Verifique sua compreensão →
**1.** Com base no texto sobre o acervo cultural, explique em uma a três frases por que a defesa desse acervo é considerada correta.
**2.** Por favor, responda às perguntas abaixo sobre o texto sobre o acervo cultural, marcando cada resposta com a mesma letra:
(a) Onde estão espalhados as esculturas e os bustos?
(b) Que título o texto atribui à cidade?
(c) Segundo o texto, por que todos esses bens são importantes?

Texto apresentado →
+---+
Releio artigos e comentários onde a tônica e a defesa, obviamente correta, de nosso acervo cultural, afinal, não fosse este, jamais teríamos o privilégio de morar na mais universal Capital Brasileira. Cidade Patrimônio da Humanidade. Dentre tantas manifestações neste sentido, cito aquelas que fazem a defesa da preservação e/ou restauração das esculturas e bustos, espalhados por nossas praças e logradouros públicos. Alguns destes bens, em bom estado de conservação, outros nem tanto. Alguns com séculos de idade e outros recentes, todos, no entanto, importantes pelo que representam e guardam.
+---+
Dados fornecidos →
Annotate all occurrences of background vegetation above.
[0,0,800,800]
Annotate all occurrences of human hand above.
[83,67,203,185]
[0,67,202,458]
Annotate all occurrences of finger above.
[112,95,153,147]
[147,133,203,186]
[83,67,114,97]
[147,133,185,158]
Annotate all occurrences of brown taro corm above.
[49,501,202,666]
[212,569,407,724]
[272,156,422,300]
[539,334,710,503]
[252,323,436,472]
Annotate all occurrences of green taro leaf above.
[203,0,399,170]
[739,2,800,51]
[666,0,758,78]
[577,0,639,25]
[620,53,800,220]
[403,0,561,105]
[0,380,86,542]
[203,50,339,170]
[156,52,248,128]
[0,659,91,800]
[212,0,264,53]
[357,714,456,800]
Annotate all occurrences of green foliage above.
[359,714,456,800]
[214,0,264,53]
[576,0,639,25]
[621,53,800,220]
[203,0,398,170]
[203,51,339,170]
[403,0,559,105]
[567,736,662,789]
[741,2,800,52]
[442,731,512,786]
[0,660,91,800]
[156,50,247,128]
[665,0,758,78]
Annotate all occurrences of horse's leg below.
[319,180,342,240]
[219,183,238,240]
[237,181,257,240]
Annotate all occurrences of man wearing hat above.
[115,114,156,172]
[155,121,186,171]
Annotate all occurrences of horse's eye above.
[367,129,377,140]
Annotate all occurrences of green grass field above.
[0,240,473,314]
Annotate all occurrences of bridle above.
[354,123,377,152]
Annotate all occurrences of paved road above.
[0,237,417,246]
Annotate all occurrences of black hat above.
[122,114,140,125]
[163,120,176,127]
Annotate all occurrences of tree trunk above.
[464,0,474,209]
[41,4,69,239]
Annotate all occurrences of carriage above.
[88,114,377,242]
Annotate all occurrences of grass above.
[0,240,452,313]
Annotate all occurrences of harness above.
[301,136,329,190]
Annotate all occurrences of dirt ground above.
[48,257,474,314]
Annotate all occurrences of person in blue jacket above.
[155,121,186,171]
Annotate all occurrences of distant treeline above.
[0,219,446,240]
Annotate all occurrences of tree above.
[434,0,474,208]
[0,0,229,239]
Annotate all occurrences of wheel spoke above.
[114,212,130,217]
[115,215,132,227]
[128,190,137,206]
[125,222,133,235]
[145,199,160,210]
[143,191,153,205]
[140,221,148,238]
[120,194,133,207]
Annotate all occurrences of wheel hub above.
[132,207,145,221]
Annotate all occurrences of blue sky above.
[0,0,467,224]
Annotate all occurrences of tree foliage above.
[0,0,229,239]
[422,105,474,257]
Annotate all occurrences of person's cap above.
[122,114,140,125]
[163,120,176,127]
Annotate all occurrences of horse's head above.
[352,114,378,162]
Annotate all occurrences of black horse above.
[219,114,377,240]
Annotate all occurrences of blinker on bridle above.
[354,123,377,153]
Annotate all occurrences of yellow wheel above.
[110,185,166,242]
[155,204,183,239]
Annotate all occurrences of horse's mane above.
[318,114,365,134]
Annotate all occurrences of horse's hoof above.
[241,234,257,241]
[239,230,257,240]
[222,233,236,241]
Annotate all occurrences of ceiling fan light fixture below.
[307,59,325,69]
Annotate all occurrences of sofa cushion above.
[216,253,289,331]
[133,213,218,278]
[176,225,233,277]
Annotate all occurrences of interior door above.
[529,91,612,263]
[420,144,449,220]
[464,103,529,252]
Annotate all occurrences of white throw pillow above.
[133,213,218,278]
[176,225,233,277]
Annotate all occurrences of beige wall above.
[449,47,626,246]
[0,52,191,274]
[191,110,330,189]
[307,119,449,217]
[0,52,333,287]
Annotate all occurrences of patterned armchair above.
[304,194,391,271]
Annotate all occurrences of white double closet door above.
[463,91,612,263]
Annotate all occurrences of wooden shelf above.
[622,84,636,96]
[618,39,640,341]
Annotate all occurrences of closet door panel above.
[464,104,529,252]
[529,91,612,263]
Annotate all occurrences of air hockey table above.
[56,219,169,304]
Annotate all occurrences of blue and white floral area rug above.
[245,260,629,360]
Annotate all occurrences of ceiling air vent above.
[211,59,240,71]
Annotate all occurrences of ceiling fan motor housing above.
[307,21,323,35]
+---+
Respostas das tarefas →
**1.** A defesa do acervo cultural é considerada correta porque, sem ele, jamais se teria o privilégio de morar na mais universal capital brasileira, reconhecida como Cidade Patrimônio da Humanidade.

**2.**
(a) Pelas praças e logradouros públicos.
(b) Cidade Patrimônio da Humanidade.
(c) Pelo que representam e guardam.